§ **Dataset extract**
[Start of section]

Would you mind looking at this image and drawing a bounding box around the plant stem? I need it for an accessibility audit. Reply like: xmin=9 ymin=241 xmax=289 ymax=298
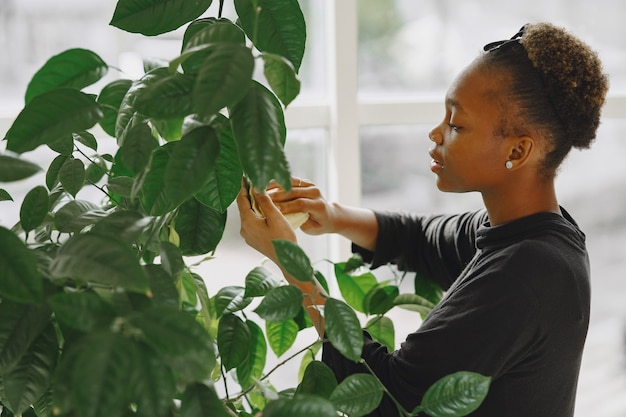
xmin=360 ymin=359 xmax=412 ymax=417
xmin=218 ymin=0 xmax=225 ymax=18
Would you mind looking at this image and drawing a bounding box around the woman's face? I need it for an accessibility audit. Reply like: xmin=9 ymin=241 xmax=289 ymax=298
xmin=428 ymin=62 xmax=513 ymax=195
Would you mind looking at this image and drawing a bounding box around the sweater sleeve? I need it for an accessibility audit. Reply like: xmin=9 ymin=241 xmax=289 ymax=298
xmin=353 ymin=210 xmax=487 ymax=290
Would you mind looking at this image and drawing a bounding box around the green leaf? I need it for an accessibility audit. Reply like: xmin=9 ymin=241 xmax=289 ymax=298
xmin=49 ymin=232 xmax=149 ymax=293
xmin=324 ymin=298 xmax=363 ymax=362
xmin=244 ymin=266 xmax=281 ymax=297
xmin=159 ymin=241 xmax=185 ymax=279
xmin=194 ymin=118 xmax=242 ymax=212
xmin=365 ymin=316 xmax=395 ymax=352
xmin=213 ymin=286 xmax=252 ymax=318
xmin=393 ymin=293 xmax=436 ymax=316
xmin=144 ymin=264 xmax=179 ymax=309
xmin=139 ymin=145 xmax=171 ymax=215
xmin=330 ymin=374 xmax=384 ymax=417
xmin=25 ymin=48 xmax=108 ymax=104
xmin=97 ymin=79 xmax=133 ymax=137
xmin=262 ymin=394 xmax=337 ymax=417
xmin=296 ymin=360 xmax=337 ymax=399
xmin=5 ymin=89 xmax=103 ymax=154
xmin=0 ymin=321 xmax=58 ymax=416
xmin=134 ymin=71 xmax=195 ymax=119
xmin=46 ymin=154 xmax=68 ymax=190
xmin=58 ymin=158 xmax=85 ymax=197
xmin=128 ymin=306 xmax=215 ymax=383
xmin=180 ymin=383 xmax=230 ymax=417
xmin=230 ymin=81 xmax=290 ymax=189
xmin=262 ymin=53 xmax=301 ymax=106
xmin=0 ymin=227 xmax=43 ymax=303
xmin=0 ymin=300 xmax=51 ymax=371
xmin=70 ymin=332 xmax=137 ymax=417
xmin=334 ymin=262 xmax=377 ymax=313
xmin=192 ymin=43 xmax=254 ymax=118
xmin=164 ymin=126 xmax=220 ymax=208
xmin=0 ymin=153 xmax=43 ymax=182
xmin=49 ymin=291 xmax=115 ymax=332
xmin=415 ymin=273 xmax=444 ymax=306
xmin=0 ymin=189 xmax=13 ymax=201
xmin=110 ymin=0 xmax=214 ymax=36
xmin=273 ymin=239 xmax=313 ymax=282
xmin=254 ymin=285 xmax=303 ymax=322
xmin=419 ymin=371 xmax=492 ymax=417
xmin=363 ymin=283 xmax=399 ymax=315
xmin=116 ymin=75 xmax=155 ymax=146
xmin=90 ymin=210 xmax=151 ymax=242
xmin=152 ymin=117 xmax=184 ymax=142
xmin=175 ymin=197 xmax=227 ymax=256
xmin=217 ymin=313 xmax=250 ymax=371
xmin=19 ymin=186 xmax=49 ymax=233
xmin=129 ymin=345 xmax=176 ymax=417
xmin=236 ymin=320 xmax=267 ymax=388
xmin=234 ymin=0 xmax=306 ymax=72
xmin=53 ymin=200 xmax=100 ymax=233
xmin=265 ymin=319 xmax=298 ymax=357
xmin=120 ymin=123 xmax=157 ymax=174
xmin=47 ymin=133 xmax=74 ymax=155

[End of section]

Could each line of the data be written out exactly, with no pictures included?

§ **Answer to this task**
Would you mind looking at this image and drawing a bounding box around the plant stem? I need it for an accessibility audit. Reply like: xmin=9 ymin=241 xmax=289 ymax=298
xmin=360 ymin=359 xmax=412 ymax=417
xmin=218 ymin=0 xmax=225 ymax=18
Would you mind looking at this image and drawing a bounding box around the woman's face? I need it for an accessibility audit. Reply like: xmin=9 ymin=241 xmax=289 ymax=298
xmin=428 ymin=62 xmax=513 ymax=195
Would you mind looking at this image and drawing a bounding box around the sweater sleeve? I need it for an accessibility audit. Reply like: xmin=9 ymin=241 xmax=289 ymax=298
xmin=353 ymin=210 xmax=487 ymax=290
Would you mind looking at this image and drawing a bounding box around the green leaf? I need it for an accessibility audit. Reply like: xmin=9 ymin=241 xmax=289 ymax=298
xmin=49 ymin=232 xmax=149 ymax=293
xmin=324 ymin=298 xmax=363 ymax=362
xmin=244 ymin=266 xmax=281 ymax=297
xmin=159 ymin=241 xmax=185 ymax=279
xmin=194 ymin=118 xmax=242 ymax=212
xmin=365 ymin=316 xmax=395 ymax=352
xmin=213 ymin=286 xmax=252 ymax=318
xmin=393 ymin=293 xmax=436 ymax=316
xmin=144 ymin=264 xmax=179 ymax=309
xmin=139 ymin=145 xmax=171 ymax=215
xmin=330 ymin=374 xmax=384 ymax=417
xmin=25 ymin=48 xmax=108 ymax=104
xmin=97 ymin=79 xmax=133 ymax=137
xmin=262 ymin=394 xmax=337 ymax=417
xmin=296 ymin=360 xmax=337 ymax=399
xmin=5 ymin=89 xmax=103 ymax=154
xmin=0 ymin=321 xmax=58 ymax=416
xmin=134 ymin=71 xmax=195 ymax=119
xmin=46 ymin=154 xmax=68 ymax=190
xmin=58 ymin=158 xmax=85 ymax=197
xmin=128 ymin=306 xmax=215 ymax=383
xmin=180 ymin=383 xmax=230 ymax=417
xmin=230 ymin=81 xmax=290 ymax=189
xmin=262 ymin=53 xmax=301 ymax=106
xmin=0 ymin=227 xmax=43 ymax=303
xmin=0 ymin=300 xmax=51 ymax=371
xmin=70 ymin=332 xmax=137 ymax=417
xmin=334 ymin=262 xmax=377 ymax=313
xmin=192 ymin=43 xmax=254 ymax=118
xmin=164 ymin=126 xmax=220 ymax=208
xmin=0 ymin=153 xmax=43 ymax=182
xmin=49 ymin=291 xmax=115 ymax=332
xmin=415 ymin=273 xmax=444 ymax=306
xmin=0 ymin=189 xmax=13 ymax=201
xmin=110 ymin=0 xmax=214 ymax=36
xmin=273 ymin=239 xmax=313 ymax=282
xmin=254 ymin=285 xmax=303 ymax=322
xmin=419 ymin=371 xmax=492 ymax=417
xmin=363 ymin=283 xmax=399 ymax=315
xmin=116 ymin=75 xmax=155 ymax=146
xmin=90 ymin=210 xmax=151 ymax=242
xmin=152 ymin=117 xmax=184 ymax=142
xmin=175 ymin=197 xmax=227 ymax=256
xmin=217 ymin=313 xmax=250 ymax=371
xmin=19 ymin=186 xmax=49 ymax=233
xmin=129 ymin=345 xmax=176 ymax=417
xmin=236 ymin=320 xmax=267 ymax=388
xmin=234 ymin=0 xmax=306 ymax=72
xmin=53 ymin=200 xmax=100 ymax=233
xmin=265 ymin=319 xmax=298 ymax=357
xmin=120 ymin=123 xmax=157 ymax=174
xmin=47 ymin=133 xmax=74 ymax=155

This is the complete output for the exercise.